YOUR TASK — Starting at the line that holds "of the beach.", copy every line exactly through the end of the data, and no others.

Coordinate annotation entries —
* Start *

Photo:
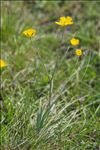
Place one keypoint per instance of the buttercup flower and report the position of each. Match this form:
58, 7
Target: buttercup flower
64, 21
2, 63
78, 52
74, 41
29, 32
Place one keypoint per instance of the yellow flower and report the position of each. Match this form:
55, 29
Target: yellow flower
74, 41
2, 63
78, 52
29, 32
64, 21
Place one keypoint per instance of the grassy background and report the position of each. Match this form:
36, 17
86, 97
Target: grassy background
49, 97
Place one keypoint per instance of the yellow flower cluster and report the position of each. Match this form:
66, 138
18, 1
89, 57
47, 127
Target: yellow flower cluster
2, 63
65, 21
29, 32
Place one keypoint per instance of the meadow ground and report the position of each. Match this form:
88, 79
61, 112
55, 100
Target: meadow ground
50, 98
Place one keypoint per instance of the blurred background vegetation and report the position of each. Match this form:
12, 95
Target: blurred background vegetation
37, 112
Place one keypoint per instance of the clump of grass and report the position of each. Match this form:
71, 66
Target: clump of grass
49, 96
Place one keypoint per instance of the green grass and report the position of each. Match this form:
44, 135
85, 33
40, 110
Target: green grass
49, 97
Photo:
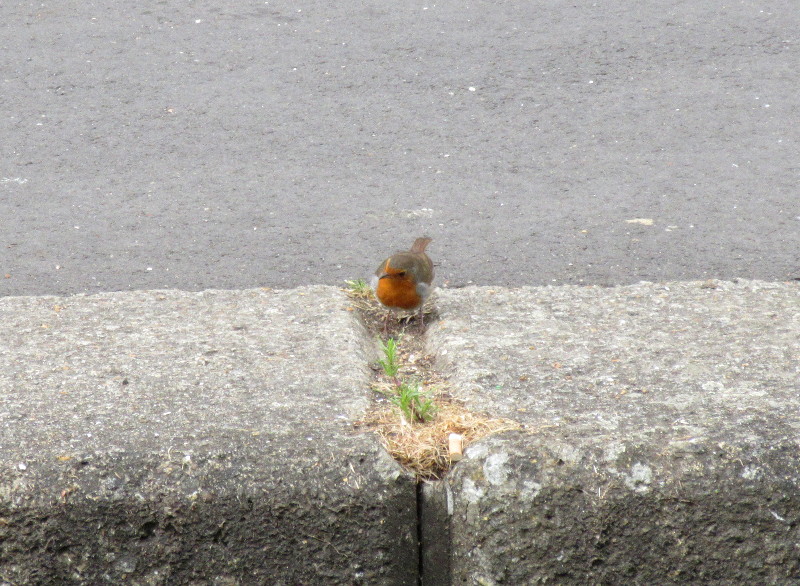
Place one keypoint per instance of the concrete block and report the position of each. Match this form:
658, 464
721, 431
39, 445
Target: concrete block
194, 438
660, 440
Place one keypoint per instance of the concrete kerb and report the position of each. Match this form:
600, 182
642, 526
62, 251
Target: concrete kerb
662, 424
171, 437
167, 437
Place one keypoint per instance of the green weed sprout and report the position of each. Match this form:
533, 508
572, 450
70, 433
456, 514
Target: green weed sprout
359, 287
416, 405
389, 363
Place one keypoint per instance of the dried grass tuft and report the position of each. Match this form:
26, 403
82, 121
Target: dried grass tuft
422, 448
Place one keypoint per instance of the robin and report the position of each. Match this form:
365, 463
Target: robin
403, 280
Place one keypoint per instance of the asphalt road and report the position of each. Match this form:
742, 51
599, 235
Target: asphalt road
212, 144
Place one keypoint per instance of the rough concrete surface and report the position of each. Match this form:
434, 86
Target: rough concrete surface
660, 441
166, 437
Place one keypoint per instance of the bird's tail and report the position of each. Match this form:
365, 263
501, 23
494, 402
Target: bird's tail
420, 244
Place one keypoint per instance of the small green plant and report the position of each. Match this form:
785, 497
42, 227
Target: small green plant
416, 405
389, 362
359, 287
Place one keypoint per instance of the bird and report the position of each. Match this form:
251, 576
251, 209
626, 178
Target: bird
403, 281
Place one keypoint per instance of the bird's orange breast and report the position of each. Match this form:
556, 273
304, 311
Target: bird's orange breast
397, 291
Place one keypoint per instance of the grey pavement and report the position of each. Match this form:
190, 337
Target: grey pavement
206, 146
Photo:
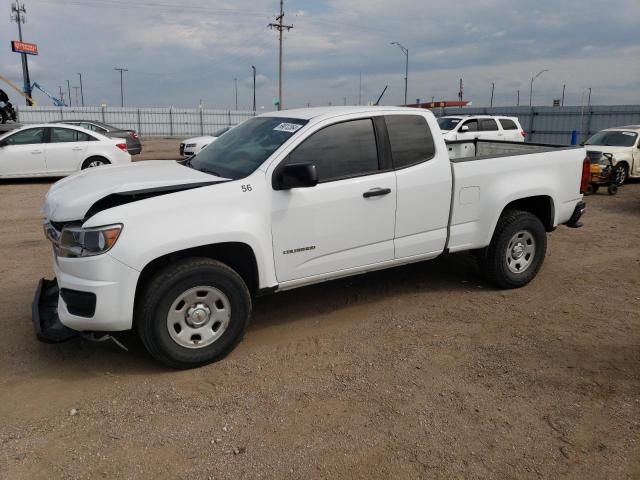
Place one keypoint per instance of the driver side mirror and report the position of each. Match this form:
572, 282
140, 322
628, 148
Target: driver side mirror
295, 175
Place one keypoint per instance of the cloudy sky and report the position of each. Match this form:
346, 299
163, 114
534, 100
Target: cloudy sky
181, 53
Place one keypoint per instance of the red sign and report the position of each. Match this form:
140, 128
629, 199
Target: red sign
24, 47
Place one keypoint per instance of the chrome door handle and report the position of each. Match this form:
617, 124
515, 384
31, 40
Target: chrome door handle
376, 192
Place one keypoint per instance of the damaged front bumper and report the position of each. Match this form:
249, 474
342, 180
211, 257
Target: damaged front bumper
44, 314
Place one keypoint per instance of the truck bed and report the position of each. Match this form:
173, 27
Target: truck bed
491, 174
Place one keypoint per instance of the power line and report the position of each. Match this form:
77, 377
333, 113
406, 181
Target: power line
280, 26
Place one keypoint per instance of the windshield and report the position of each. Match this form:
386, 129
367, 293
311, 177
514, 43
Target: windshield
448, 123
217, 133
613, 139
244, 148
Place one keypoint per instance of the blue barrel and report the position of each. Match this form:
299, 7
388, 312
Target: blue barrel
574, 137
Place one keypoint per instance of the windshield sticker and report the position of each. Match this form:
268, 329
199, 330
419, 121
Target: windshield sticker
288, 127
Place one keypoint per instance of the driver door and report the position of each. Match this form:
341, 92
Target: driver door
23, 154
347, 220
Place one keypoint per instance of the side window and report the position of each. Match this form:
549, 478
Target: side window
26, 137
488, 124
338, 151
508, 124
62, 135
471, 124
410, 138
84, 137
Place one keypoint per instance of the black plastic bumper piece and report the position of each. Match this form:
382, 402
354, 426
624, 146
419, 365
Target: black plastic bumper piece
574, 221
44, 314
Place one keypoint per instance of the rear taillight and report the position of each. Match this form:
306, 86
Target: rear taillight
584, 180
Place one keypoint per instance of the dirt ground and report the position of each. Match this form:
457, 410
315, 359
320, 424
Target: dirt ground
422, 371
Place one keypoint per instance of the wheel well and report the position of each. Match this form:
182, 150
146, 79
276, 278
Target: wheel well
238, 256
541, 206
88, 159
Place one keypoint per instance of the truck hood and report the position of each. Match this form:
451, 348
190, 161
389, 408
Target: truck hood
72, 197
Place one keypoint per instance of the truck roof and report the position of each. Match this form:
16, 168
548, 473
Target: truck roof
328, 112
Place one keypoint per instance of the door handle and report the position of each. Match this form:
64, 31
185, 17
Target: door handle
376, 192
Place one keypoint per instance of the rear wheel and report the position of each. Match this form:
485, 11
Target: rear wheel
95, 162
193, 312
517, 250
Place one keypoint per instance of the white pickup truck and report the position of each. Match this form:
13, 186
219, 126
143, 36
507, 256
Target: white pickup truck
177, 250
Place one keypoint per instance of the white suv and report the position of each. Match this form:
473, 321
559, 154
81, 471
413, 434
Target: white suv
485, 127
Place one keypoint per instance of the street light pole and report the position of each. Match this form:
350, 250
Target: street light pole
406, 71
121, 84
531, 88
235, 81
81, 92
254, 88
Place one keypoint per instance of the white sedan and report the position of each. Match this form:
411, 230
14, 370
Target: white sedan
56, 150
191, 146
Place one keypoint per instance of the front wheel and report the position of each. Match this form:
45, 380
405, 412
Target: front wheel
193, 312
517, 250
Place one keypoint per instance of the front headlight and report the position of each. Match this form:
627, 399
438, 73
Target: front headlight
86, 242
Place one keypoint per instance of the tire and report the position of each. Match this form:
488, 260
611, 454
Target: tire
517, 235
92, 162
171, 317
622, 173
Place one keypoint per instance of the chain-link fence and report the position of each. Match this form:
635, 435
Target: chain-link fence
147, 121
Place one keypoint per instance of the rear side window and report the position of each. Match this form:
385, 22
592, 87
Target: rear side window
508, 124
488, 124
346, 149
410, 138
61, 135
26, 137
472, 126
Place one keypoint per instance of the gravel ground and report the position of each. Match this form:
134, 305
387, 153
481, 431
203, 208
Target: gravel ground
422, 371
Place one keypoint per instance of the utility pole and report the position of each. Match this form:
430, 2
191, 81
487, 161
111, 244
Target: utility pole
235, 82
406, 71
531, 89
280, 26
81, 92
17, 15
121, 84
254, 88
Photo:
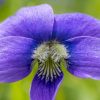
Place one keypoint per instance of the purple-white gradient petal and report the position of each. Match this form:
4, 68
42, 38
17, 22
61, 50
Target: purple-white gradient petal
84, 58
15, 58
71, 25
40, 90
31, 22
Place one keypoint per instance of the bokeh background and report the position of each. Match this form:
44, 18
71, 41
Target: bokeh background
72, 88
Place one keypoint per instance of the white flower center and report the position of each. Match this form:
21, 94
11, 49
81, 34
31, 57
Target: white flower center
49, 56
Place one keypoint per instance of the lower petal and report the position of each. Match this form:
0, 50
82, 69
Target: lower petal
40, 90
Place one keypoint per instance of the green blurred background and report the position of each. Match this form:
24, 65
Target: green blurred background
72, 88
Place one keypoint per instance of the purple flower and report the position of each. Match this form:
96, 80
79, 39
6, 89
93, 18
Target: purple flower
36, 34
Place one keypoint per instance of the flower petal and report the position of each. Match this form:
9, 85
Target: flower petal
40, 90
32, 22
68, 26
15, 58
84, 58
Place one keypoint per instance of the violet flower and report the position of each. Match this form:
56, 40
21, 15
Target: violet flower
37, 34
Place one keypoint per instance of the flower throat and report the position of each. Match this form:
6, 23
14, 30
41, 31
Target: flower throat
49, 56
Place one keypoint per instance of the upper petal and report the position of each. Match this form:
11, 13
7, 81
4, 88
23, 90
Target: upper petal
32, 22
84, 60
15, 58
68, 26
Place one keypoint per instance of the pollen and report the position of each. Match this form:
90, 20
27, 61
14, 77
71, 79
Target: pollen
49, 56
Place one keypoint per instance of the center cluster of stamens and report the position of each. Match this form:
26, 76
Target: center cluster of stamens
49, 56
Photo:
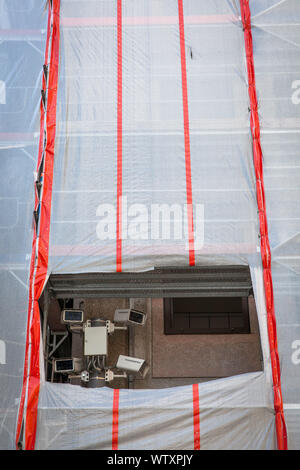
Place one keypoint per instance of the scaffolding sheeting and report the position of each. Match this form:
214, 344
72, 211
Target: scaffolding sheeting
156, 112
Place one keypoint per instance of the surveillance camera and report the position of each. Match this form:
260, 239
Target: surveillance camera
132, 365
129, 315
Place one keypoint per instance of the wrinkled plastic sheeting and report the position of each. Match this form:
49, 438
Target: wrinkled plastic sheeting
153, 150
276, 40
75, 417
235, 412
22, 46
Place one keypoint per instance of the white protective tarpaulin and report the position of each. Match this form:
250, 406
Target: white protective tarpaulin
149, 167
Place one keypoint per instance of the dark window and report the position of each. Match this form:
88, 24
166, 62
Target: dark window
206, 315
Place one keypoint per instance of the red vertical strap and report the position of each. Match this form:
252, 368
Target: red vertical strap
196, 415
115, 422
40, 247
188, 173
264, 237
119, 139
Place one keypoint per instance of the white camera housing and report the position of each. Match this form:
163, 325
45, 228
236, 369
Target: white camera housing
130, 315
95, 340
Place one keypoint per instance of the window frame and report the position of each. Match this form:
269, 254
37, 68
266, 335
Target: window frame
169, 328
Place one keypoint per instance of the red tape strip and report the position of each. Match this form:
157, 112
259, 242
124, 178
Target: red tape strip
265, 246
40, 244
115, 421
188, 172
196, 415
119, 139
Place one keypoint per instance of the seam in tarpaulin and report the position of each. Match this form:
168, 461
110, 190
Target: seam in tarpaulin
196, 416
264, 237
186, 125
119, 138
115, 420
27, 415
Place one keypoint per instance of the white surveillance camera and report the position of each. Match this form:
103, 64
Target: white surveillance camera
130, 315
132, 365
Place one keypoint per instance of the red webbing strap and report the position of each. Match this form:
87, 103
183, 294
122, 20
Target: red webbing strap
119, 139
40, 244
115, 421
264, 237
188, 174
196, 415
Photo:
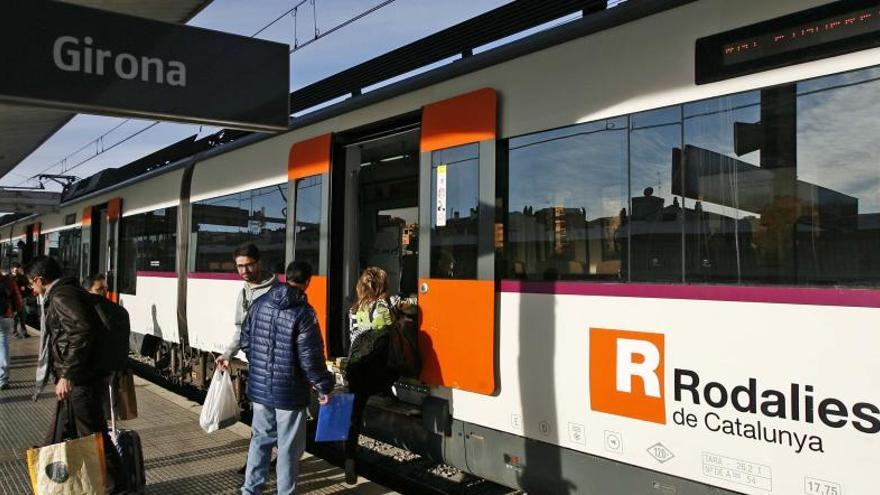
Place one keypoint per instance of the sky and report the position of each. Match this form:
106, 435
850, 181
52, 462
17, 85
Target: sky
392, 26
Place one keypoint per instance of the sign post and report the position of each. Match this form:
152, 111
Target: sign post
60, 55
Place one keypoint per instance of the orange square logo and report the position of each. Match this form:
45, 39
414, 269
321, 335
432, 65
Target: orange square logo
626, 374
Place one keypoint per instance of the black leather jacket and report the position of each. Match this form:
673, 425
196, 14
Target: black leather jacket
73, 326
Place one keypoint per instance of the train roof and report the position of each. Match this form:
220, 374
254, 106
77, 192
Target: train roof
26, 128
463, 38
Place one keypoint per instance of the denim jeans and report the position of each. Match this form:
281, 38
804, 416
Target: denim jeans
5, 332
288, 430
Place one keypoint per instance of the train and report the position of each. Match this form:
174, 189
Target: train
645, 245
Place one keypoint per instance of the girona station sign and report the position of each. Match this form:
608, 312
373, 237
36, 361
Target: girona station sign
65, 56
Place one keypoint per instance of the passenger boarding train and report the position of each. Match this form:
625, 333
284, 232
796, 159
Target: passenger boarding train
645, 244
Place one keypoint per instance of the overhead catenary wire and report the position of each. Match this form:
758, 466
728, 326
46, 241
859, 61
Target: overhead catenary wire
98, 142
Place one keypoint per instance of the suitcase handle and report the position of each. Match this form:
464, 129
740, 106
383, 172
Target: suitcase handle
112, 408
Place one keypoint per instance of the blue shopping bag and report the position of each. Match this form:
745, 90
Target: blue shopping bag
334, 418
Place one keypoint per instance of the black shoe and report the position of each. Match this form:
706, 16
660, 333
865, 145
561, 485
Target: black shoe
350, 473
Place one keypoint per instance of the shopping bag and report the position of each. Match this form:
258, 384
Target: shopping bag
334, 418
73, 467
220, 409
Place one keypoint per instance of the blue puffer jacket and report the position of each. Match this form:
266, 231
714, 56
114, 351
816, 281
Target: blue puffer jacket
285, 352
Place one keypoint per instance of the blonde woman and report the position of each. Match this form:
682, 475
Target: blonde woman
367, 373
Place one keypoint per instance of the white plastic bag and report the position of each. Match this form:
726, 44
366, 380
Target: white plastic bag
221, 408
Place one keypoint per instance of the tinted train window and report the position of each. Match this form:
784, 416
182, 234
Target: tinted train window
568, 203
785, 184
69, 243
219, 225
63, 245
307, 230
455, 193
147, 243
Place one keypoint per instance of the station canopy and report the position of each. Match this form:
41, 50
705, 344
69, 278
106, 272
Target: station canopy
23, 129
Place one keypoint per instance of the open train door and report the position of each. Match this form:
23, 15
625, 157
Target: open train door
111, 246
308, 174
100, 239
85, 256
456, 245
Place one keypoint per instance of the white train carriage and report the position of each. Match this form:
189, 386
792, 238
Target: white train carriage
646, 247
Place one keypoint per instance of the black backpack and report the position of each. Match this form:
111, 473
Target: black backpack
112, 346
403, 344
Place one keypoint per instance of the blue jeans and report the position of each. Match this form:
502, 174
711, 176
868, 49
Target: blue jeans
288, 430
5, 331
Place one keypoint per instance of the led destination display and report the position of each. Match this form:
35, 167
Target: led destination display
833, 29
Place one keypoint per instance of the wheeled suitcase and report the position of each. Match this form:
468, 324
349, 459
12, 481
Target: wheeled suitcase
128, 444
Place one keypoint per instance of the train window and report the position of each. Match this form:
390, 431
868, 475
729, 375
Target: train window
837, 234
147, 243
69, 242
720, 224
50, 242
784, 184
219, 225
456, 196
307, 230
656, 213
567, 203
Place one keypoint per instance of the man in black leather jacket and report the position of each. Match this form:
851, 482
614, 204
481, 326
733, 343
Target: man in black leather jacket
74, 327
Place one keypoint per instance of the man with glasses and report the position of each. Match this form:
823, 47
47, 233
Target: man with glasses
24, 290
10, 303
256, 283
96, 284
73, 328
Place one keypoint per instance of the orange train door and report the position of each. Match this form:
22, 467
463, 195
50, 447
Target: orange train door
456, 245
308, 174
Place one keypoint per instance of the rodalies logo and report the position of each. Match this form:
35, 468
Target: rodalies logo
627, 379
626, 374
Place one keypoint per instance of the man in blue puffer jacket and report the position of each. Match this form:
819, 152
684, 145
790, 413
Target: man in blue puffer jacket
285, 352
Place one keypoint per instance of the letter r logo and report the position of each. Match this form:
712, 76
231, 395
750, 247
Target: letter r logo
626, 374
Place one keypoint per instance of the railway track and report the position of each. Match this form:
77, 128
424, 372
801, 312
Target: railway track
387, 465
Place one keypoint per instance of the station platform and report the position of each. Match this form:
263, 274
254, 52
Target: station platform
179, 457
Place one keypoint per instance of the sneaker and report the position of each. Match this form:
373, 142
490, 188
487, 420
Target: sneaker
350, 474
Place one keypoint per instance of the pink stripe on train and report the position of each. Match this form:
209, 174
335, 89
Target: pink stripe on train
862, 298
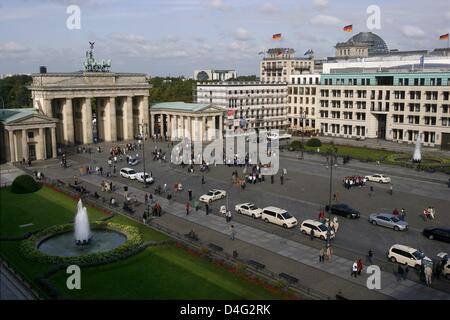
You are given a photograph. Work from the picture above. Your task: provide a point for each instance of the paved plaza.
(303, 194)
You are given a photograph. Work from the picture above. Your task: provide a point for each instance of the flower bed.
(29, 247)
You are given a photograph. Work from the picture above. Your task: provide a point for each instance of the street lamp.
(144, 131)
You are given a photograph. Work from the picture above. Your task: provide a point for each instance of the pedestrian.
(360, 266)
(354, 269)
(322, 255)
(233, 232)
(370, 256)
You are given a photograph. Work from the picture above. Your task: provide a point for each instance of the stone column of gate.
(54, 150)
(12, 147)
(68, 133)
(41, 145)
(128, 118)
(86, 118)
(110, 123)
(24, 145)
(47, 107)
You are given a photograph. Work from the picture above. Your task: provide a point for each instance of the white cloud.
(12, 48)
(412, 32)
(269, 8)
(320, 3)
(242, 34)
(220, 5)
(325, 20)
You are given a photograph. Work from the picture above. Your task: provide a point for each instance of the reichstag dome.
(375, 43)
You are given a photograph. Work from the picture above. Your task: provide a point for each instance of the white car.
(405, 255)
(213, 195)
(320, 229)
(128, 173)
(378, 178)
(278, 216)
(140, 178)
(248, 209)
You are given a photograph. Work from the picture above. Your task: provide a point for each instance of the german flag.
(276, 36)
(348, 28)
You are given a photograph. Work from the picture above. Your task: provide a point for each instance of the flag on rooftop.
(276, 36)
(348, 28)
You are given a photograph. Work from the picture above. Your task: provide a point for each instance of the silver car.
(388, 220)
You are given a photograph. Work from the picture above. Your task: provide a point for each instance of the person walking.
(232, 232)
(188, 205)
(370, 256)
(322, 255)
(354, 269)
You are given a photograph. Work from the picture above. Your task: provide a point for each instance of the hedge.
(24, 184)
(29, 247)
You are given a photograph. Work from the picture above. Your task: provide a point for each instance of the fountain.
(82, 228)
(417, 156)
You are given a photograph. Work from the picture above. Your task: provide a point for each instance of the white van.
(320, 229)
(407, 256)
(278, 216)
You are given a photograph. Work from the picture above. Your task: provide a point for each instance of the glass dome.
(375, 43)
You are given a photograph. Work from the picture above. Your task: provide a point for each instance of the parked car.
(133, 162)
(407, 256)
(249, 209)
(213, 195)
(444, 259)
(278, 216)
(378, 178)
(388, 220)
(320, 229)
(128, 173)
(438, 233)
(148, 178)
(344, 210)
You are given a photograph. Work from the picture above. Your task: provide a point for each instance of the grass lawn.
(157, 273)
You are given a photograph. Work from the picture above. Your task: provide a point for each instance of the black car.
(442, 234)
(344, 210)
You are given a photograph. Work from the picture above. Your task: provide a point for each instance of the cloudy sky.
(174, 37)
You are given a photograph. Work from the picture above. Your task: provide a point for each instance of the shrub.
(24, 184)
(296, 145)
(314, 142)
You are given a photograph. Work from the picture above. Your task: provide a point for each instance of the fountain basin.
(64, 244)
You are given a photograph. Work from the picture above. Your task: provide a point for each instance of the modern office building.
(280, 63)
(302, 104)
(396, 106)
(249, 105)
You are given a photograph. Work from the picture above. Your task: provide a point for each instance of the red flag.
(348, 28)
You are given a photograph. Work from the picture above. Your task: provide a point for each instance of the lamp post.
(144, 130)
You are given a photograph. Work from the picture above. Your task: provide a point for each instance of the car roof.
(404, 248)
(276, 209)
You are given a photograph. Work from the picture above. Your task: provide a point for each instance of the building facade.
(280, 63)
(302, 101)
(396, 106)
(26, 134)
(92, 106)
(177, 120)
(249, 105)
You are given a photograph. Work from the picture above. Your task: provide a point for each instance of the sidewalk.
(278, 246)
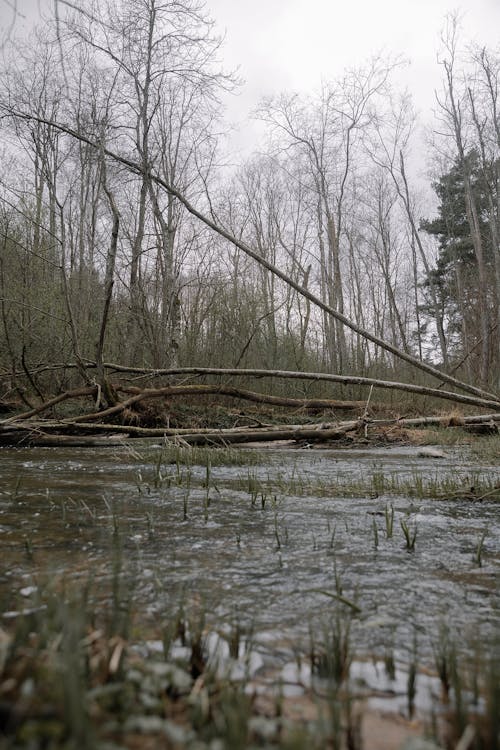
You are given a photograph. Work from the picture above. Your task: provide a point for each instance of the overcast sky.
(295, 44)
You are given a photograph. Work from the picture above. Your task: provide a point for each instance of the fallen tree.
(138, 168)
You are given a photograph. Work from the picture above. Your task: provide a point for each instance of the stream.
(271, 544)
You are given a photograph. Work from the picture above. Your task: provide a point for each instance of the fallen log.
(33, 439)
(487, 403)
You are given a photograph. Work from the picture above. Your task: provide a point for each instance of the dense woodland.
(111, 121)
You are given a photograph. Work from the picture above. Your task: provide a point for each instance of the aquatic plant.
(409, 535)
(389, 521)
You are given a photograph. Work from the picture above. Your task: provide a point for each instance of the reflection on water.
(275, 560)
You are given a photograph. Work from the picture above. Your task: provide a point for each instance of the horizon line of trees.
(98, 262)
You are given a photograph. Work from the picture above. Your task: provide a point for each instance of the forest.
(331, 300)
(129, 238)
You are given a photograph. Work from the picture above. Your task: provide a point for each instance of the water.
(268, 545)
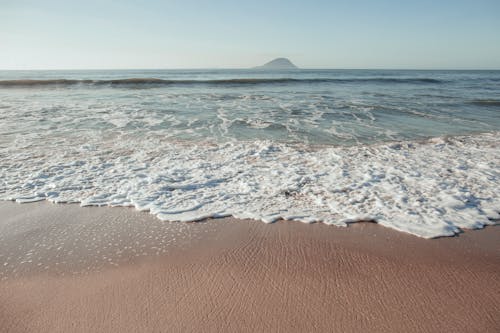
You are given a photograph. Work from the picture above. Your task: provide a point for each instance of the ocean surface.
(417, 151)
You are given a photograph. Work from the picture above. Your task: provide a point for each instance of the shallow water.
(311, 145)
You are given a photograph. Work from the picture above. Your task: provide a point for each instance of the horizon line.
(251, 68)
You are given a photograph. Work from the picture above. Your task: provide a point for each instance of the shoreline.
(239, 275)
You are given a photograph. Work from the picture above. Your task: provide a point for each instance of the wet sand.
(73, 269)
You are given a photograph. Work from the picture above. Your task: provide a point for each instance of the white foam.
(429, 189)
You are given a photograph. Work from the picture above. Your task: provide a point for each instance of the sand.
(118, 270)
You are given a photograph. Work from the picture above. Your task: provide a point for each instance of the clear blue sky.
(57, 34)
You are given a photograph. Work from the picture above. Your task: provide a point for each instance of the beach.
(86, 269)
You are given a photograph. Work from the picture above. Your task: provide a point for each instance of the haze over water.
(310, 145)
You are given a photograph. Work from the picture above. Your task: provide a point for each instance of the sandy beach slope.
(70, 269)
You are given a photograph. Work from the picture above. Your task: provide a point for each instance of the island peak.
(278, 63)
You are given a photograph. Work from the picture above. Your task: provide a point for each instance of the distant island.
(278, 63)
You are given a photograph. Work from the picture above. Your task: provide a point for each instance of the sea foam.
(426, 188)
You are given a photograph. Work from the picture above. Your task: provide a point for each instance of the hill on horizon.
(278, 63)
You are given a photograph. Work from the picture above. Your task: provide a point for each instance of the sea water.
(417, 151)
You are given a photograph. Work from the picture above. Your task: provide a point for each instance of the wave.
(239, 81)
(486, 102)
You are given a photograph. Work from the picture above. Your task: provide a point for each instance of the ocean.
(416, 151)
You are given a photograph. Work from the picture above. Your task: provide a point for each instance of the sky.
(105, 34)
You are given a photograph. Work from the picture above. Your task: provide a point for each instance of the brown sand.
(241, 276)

* End *

EXPECTED ANSWER —
You are given a photograph. Work from the picture above. Your task: provide a point for each instance of the beach.
(86, 269)
You are given a photograph. Work from the picture above. Your task: provide a point for each instance of the haze over water.
(310, 145)
You are given a photograph. Work from the picture above. Your task: provide a point for each instance of the sandy beach slope.
(70, 269)
You are given a photograph. Work from the picture above. Your task: provide a point for each instance of the island peak.
(278, 63)
You are given a photograph. Work from the picture above. Your task: provide a point for each instance of the distant island.
(278, 63)
You are given a photograph. Work from the picture above. Your task: provide a point for each instance of the sea foam.
(426, 188)
You are given a photograph. Work from the picture above. Your task: provide a point for each instance of the hill on horizon.
(278, 63)
You are given a photograph. Work from the picture above. Your task: provide a point for each instance of the sea water.
(417, 151)
You are given a photograph. Work from the picture above. Your task: provide a point for each instance of the wave.
(239, 81)
(486, 102)
You are given a photograph. Work from the picture above. Your task: provide a point for each instance of the ocean.
(416, 151)
You are given a photograph. Work from the picture above. Your task: provide a point for each instance of the sky.
(105, 34)
You are given a photograph. Work from the picture above. Your task: provide a point for each instance of the brown sand.
(241, 276)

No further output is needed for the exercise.